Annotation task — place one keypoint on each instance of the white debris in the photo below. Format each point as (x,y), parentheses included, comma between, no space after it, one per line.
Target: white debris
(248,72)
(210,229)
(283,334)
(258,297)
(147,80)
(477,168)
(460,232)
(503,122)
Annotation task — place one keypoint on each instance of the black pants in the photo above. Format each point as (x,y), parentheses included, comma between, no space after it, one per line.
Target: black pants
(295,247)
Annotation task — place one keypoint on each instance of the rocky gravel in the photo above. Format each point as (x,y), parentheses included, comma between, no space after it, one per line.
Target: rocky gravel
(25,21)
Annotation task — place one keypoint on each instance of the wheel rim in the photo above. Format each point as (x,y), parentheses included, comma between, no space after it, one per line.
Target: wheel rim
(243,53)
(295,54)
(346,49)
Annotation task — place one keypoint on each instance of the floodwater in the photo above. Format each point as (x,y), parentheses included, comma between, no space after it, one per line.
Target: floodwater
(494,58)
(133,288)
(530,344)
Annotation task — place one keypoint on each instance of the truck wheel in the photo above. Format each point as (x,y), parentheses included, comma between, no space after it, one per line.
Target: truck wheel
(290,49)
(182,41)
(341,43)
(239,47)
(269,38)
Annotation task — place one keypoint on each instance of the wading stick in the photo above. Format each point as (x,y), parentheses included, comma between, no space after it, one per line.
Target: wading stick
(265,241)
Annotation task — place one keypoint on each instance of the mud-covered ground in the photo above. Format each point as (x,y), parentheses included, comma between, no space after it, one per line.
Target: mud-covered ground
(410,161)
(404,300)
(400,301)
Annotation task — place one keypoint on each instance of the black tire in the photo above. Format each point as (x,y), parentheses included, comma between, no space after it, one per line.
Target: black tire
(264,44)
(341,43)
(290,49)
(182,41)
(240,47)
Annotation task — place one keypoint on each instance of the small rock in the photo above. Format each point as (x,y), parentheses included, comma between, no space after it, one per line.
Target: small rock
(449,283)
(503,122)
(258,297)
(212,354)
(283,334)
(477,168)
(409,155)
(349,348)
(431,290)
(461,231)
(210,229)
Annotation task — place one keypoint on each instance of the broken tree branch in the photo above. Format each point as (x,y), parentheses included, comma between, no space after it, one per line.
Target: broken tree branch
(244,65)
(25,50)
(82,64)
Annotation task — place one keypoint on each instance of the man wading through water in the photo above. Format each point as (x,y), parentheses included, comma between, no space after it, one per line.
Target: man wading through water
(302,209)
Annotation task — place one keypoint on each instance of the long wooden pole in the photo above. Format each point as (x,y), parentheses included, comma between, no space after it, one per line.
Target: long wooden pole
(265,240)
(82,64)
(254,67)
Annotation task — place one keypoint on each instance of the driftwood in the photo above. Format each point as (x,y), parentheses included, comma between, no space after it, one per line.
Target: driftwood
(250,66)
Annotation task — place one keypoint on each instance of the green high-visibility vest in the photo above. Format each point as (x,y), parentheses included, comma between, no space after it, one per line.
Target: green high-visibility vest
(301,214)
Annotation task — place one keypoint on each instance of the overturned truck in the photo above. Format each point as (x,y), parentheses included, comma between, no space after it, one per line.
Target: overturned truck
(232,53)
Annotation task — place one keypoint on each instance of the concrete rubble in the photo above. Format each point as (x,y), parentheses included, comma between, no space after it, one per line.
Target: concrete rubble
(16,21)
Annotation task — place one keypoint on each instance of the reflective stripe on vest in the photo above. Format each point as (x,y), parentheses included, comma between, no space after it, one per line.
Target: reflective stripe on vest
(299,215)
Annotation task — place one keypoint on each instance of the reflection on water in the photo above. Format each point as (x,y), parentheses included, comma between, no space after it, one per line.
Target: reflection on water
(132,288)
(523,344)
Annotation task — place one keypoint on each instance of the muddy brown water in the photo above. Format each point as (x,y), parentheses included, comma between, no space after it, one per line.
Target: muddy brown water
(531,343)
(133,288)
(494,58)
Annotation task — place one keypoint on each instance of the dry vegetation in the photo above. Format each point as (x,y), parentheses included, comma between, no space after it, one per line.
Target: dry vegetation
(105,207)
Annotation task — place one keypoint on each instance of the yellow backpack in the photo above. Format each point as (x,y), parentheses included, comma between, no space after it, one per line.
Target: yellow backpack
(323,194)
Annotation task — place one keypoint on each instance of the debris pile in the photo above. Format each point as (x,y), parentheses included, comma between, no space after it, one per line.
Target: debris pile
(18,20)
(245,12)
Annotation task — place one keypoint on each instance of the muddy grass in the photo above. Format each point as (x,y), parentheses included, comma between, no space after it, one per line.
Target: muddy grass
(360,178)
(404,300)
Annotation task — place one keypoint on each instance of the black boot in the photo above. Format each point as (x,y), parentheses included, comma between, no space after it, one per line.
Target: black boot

========

=== TASK REQUIREMENTS ===
Only the lines from the one containing "the dry vegetation" through the end of the entries above belong in the answer; repeat them exactly.

=== THE RESULT ===
Annotation task — place one keypoint on each instance of the dry vegetation in the photo above. Format each point as (x,y), parentheses included, comma between, no space after it, one per line.
Target: dry vegetation
(105,207)
Annotation task — place one keypoint on each instance of the yellow backpack in the photo above. Format each point as (x,y), parentheses included, comma between, no space after it, one per line.
Target: yellow backpack
(323,194)
Annotation task — place one keypoint on each instance of the debris pile in the photo above. Format each point as (x,y), parentheses included, comma between, no space after it, one per line.
Target: debris pile
(18,20)
(245,12)
Annotation task — place one keypoint on each instance of the muddy grass in the photo above. Format each point as (x,y), parentheses included, comma between, no space after it, one per line.
Target: muddy grass
(360,178)
(404,300)
Annotation task — place one keypoint on each instance of the black boot in the photo above. Format each point as (x,y), parentheses included, comma between, no space after it, one per line.
Target: black boot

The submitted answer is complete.